Restate word for word the lines of the records below, starting at the line that contains "409, row 327." and ending at the line that contains "39, row 154.", with both of those lines included and nothing else.

(Data entries)
========================================

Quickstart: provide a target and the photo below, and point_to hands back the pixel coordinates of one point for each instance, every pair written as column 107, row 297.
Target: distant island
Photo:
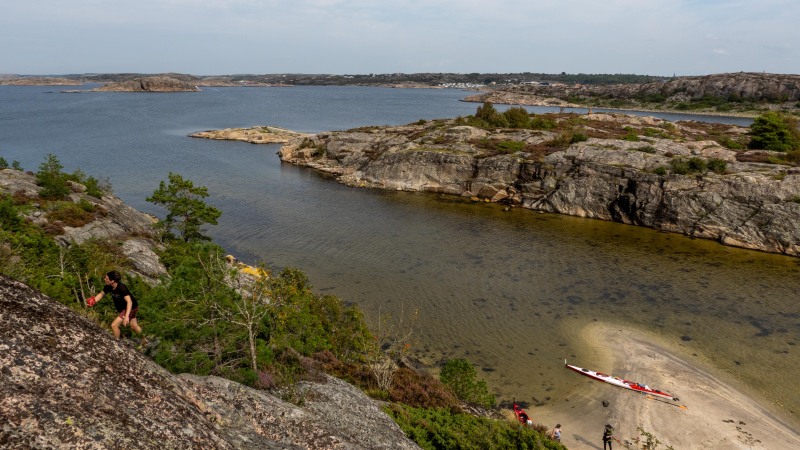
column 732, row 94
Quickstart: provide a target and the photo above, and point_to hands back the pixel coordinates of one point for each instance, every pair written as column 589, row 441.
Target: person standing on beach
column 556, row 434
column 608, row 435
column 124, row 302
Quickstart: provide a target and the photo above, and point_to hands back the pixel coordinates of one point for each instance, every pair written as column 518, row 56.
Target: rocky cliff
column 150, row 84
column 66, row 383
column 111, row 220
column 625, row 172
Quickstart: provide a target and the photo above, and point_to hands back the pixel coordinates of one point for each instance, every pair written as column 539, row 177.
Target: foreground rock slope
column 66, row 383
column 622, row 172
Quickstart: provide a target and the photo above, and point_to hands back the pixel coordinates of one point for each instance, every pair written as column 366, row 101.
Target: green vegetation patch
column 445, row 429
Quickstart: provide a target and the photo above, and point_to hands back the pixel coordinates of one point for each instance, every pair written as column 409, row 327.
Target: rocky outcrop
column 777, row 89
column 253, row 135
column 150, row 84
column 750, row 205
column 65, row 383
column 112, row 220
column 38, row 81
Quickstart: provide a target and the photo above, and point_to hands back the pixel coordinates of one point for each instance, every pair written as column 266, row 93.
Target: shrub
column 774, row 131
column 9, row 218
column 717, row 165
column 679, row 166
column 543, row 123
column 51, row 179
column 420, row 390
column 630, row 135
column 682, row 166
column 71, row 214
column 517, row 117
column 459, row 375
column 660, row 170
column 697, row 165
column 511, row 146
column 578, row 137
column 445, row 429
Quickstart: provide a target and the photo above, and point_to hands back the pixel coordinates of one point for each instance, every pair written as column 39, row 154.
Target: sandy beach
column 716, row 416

========================================

TASK RESPONSE:
Quickstart: provide a target and the photo above, and point_to hands back the pixel coordinates of one point for each instance, every pair written as column 409, row 327.
Target: rocky outcrop
column 777, row 89
column 253, row 135
column 150, row 84
column 750, row 205
column 65, row 383
column 112, row 220
column 38, row 81
Quickstart: provide a target and the photo above, and point_to hands back the pixel coordinates of one point for each instance, every pair written as column 266, row 93.
Target: shrub
column 774, row 131
column 9, row 218
column 717, row 165
column 679, row 166
column 543, row 123
column 51, row 179
column 420, row 390
column 630, row 135
column 682, row 166
column 71, row 214
column 517, row 117
column 459, row 375
column 660, row 170
column 697, row 165
column 511, row 146
column 578, row 137
column 445, row 429
Quickstart: provide a target and the photo above, and point_to hands back the pixel coordinates of one point for each instance, every pair written as column 39, row 154.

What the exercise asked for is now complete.